◆ Task instructions: For each statement below, say yes or no to whether it agrees with the text on crop yield estimation, and quote the words of the text that decide it. (a) In the second layer of the model, the slope k and the relative accumulated temperature RGS follow an exponential law. (b) The patent CN108509836A uses an improved CASA model. (c) The crop model assimilation approach needs only a few input parameters.
[[ Text, beginning ]]
The present disclosure relates to the field of data processing methods with prediction purpose and photogrammetry technologies, and in particular to a remote-sensing yield estimation method applicable to a crop whole growth period.

BACKGROUND

At present, there are three categories of crop yield remote-sensing estimation methods: 1. Statistics model: the model has strong operability and simple application. The patent CN110414738A discloses a crop yield prediction method and system in which an optimal yield prediction decision tree model is selected based on difference of predicted regions and can be applied to the yield prediction of crops in large regions, bringing up the yield prediction accuracy. 2. Crop model assimilation: the model is constructed based on physical mechanism of crop growth and development, with many parameters to be input. The patent CN108509836A discloses a crop yield estimation method of dual-polarized synthetic aperture radar and crop model data assimilation, which fully combines the advantages of SAR remote-sensing data and WOFOST model to increase the yield simulation accuracy of the crop model. 3. Semi-mechanistic model: compared with the mechanistic model, its structure is simplified. The patent CN109919395A discloses a winter wheat yield estimation method based on short-period remote-sensing region data, in which by using an improved CASA model, high spatiotemporal-resolution winter wheat NPP spatial distribution information with an interval of five days is estimated, and the winter wheat yield remote-sensing estimation can be achieved in combination with an NPP-yield conversion model. The current crop yield estimation models can achieve high estimation accuracy in a specific growth period of a crop, but usually have the problems of poor spatiotemporal mobility and difficult of application at the time of application to other crops or multiple growth periods, failing to performing pixel-scale dynamic monitoring for crop yield.

SUMMARY

The object of the present disclosure is to provide a remote-sensing yield estimation method applicable to a crop whole growth period, so as to solve the problems of poor spatiotemporal mobility and difficult of application of the crop yield estimation models in the prior arts.

There is provided a remote-sensing yield estimation method applicable to a crop whole growth period, comprising:

• • S1: constructing a biomass remote-sensing drive model;
  • S2: constructing a biomass contribution rate curve;
  • S3: predicting crop yield; and,
  • S4: performing parameter optimization of optimization algorithm.

In the step S1, the biomass remote-sensing drive model is a layered structure, wherein in a first layer, a relationship model of an enhanced vegetation index EVI2 and biomass AGB is constructed; in a second layer, an evolution function is constructed with a coefficient of the first-layer model and a relative accumulated temperature of the growth period; a slope k of the first-layer model and the relative accumulated temperature RGS are in exponential law, and an intercept b and the RGS are in linear law, with the specific formula shown below:

${\mathrm{AGB}}_i=k*\mathrm{EVI}2+b;k=k_1·e^{b_1·\mathrm{RGS}};b=k_2*\mathrm{RGS}+b_2;\mathrm{EVI}2=\frac{2.5*\left(\mathrm{NIR}-R\right)}{1+\mathrm{NIR}+2.4*R}$

wherein AGB_i refers to a crop biomass, k and b refer to a coefficient and an intercept of a first-layer regression equation of the biomass model of the whole growth period, wherein k and b are used as dependent variables of two regression equations respectively in the second layer of the model; EVI2 is an enhanced vegetation index which is a dependent variable of the first-layer model and calculated by a red band and a near-infrared band of remote-sensing images; NIR and R are a near-infrared band and a red band of remote-sensing images respectively; k₁, b₁, k₂ and b₂ refer to coefficients of two regression equations of the second layer respectively.
[[ Text, end ]]
[[ Data excerpts, beginning ]]
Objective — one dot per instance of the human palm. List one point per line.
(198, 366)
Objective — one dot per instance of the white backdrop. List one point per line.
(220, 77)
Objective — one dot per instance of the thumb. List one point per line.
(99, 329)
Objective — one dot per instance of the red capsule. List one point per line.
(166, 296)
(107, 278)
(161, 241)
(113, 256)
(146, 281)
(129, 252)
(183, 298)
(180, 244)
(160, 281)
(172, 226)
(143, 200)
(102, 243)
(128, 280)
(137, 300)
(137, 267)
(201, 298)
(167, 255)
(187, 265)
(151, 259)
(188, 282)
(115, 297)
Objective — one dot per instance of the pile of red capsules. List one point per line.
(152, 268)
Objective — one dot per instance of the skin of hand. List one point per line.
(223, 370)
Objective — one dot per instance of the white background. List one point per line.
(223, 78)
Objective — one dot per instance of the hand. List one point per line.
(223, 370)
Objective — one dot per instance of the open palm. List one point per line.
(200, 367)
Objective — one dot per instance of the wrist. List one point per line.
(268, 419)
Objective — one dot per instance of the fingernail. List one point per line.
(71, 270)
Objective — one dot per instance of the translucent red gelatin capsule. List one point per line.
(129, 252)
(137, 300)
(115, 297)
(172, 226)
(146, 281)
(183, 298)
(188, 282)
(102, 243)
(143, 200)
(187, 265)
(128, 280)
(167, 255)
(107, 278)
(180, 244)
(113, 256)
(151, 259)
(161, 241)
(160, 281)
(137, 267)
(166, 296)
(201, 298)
[[ Data excerpts, end ]]
[[ Data excerpts, beginning ]]
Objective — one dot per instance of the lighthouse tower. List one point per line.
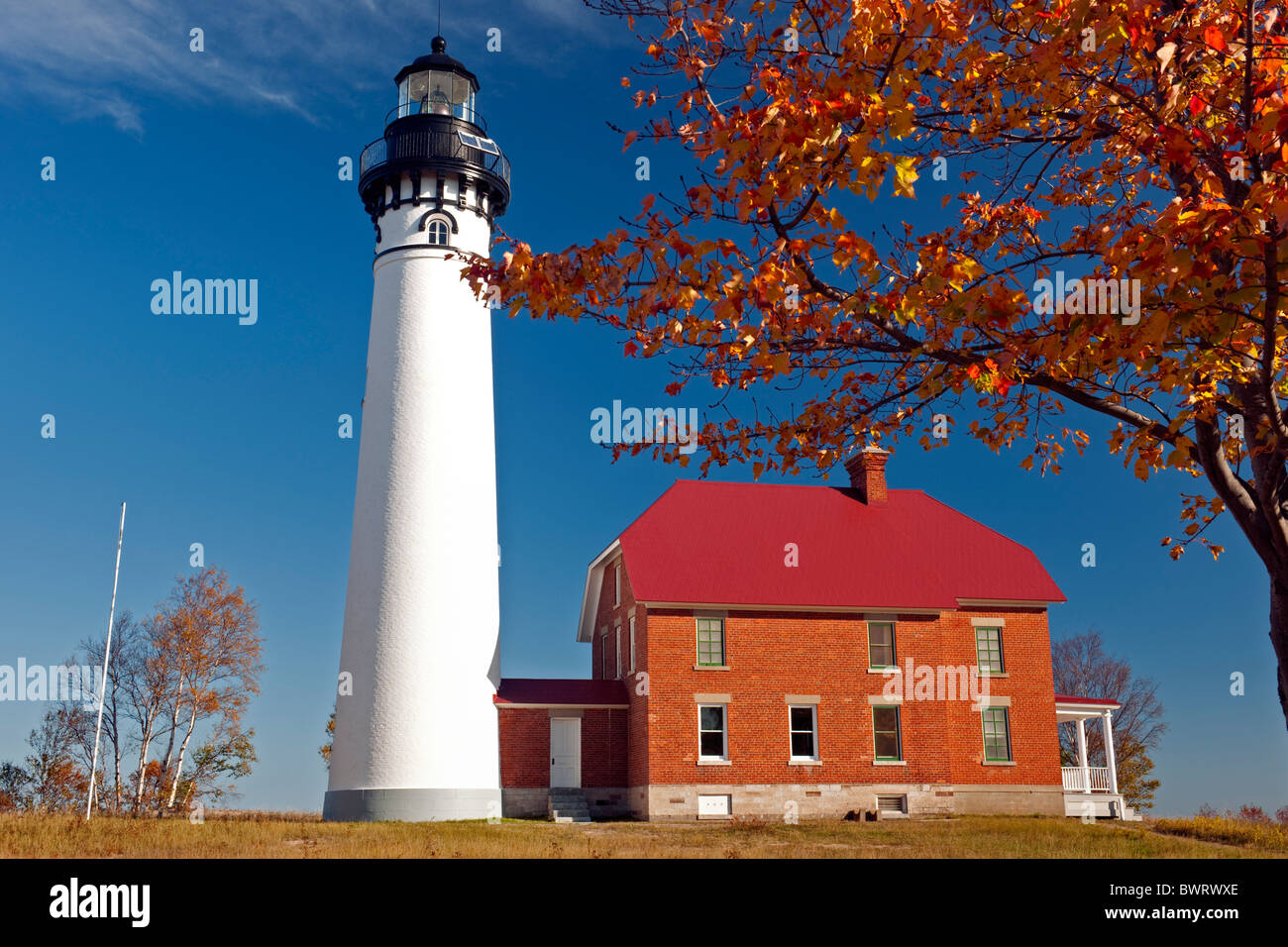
[[ Data excerpts, end ]]
[[ Data excerpts, beginning ]]
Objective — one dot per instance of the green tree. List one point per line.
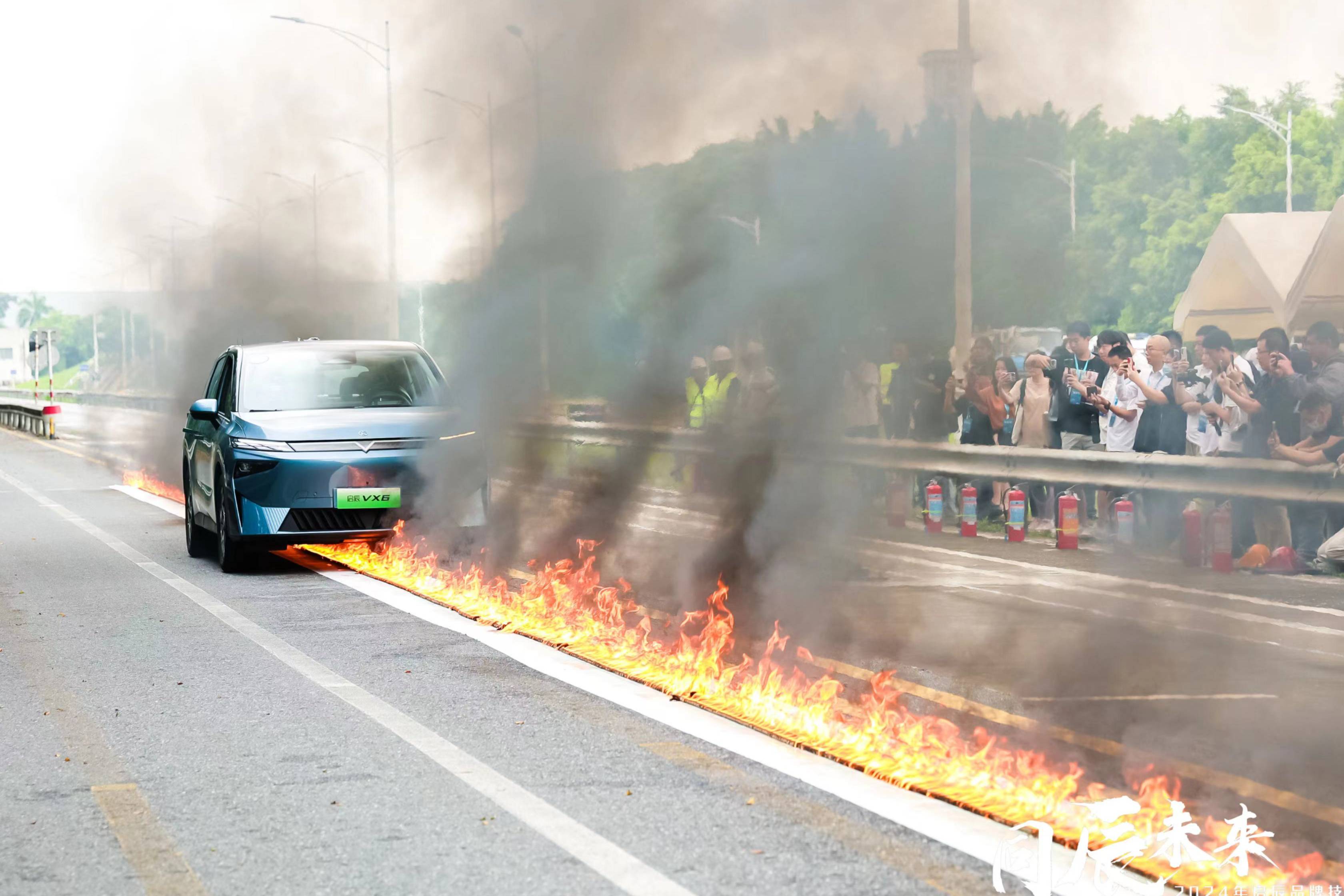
[[ Data excerpts, end ]]
◆ Result below:
(a) Yes: "a slope k of the first-layer model and the relative accumulated temperature RGS are in exponential law"
(b) No: "The patent CN108509836A discloses a crop yield estimation method of dual-polarized synthetic aperture radar and crop model data assimilation"
(c) No: "with many parameters to be input"